## Begin Data provided

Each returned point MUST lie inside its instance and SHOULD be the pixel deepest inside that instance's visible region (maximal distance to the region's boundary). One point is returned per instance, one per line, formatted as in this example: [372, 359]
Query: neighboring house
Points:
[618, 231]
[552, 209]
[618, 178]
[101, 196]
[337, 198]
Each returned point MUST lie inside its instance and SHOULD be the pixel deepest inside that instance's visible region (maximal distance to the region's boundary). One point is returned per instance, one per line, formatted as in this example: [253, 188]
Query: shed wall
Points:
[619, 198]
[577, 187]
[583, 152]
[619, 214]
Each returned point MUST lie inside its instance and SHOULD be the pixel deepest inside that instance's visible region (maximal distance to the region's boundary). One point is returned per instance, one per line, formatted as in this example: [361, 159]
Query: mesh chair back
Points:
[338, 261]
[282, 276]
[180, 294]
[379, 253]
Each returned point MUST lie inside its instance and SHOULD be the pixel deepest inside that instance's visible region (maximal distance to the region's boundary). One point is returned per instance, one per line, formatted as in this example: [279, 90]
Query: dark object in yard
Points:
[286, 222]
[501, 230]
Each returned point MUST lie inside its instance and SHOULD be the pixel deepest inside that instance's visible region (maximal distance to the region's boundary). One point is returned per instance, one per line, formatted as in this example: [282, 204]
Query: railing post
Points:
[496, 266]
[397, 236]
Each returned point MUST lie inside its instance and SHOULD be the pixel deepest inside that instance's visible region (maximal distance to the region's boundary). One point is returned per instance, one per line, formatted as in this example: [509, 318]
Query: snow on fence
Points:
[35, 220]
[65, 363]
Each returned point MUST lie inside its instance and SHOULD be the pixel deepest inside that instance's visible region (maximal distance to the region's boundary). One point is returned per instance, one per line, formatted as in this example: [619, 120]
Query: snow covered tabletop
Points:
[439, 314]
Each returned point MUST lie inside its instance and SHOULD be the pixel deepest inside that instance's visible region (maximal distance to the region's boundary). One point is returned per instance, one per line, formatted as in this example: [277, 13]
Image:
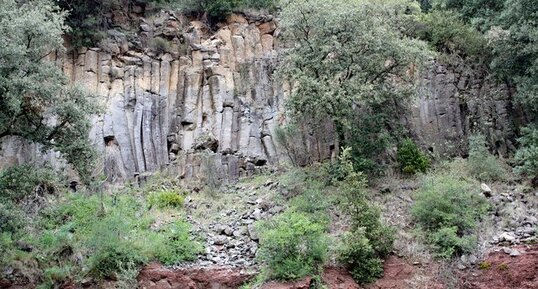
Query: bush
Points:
[447, 210]
[527, 154]
[411, 159]
[11, 218]
[449, 34]
[160, 45]
[113, 234]
[217, 10]
[20, 181]
[358, 254]
[481, 163]
[369, 240]
[166, 199]
[178, 246]
[292, 246]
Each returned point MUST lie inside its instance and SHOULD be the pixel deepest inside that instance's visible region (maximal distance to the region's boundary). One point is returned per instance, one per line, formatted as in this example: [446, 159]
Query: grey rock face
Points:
[455, 102]
[215, 92]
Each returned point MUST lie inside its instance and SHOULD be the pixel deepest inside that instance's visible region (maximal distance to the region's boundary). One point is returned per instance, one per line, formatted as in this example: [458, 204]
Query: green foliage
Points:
[447, 243]
[102, 236]
[447, 33]
[20, 181]
[33, 89]
[11, 217]
[344, 60]
[411, 159]
[292, 246]
[480, 13]
[527, 155]
[359, 255]
[217, 10]
[369, 240]
[160, 45]
[166, 199]
[178, 244]
[486, 265]
[447, 209]
[481, 163]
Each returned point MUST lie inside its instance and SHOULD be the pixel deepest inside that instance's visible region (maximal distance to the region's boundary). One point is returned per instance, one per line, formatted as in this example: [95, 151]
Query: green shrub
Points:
[447, 243]
[447, 209]
[178, 245]
[11, 217]
[411, 159]
[449, 34]
[369, 240]
[160, 45]
[358, 254]
[20, 181]
[481, 163]
[292, 246]
[166, 199]
[527, 154]
[113, 234]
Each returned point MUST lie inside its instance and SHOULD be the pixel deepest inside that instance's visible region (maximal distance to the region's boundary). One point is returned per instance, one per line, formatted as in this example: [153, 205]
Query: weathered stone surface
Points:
[221, 84]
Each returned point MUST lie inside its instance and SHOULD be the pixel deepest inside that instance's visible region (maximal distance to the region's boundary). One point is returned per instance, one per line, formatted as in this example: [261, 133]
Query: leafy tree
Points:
[37, 102]
[350, 58]
[292, 245]
[481, 13]
[448, 210]
[369, 240]
[527, 156]
[411, 158]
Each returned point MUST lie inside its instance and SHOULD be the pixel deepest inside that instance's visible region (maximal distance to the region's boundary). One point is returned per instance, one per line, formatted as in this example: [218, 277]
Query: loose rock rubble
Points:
[232, 239]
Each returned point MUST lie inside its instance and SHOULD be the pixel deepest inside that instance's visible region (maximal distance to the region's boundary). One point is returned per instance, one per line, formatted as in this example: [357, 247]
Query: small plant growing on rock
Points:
[486, 265]
[447, 210]
[481, 163]
[160, 45]
[411, 159]
[369, 240]
[166, 199]
[292, 246]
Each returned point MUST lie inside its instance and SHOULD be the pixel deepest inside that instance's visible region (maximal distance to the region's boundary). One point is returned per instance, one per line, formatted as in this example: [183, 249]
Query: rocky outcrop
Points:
[455, 101]
[173, 87]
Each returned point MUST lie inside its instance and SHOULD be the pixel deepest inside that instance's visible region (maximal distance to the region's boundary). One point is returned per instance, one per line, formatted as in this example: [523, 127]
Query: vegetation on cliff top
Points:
[352, 62]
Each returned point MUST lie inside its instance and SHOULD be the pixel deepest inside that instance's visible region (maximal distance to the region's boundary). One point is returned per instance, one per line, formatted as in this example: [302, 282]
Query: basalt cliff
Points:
[178, 93]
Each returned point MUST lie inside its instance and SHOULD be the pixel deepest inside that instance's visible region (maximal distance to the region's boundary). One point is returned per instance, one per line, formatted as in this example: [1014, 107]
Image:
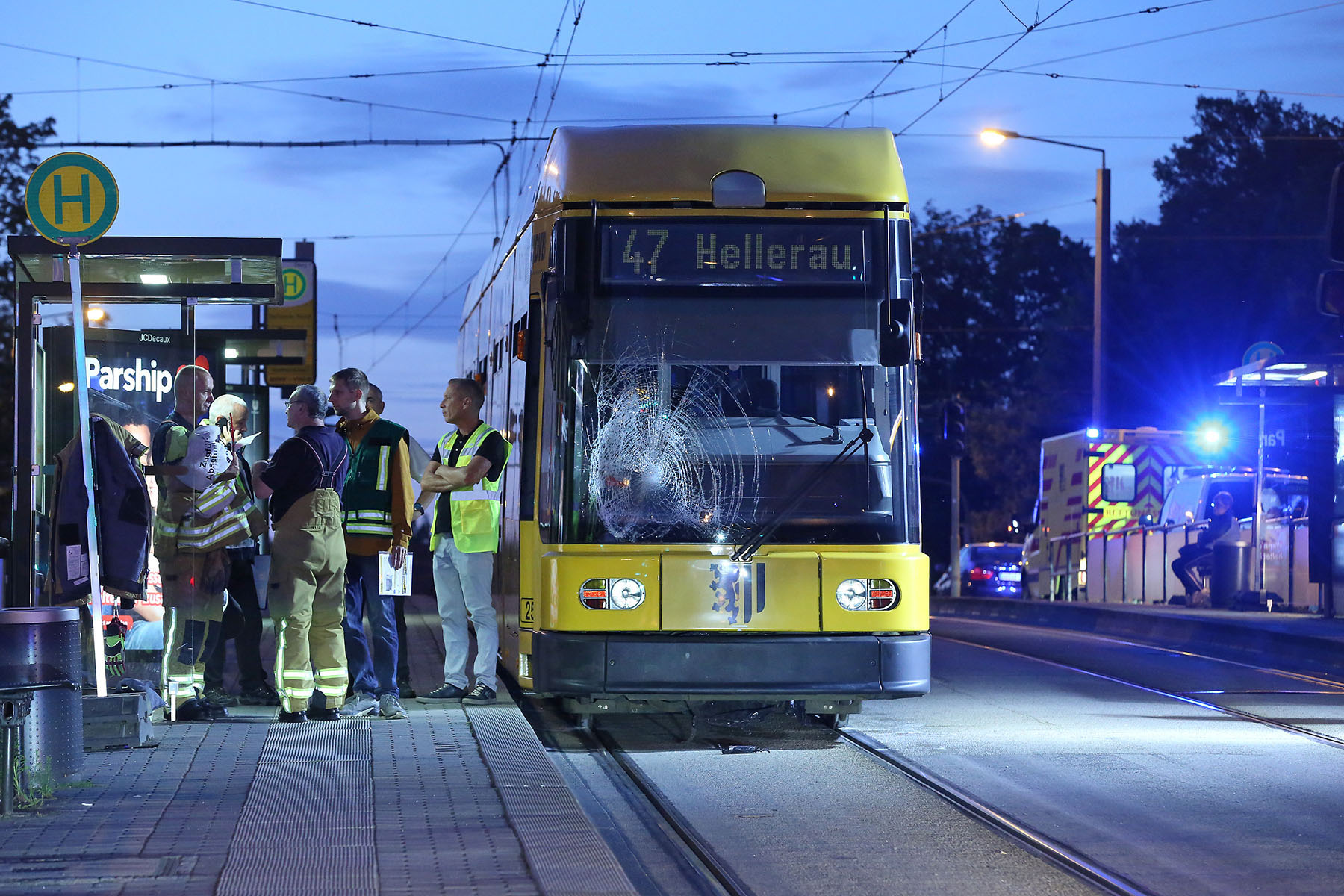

## End Data provided

Tally the lines of the entries above that contain the string "snow", matching case exactly, and reply with the number alone.

Output of the exercise ▸ 2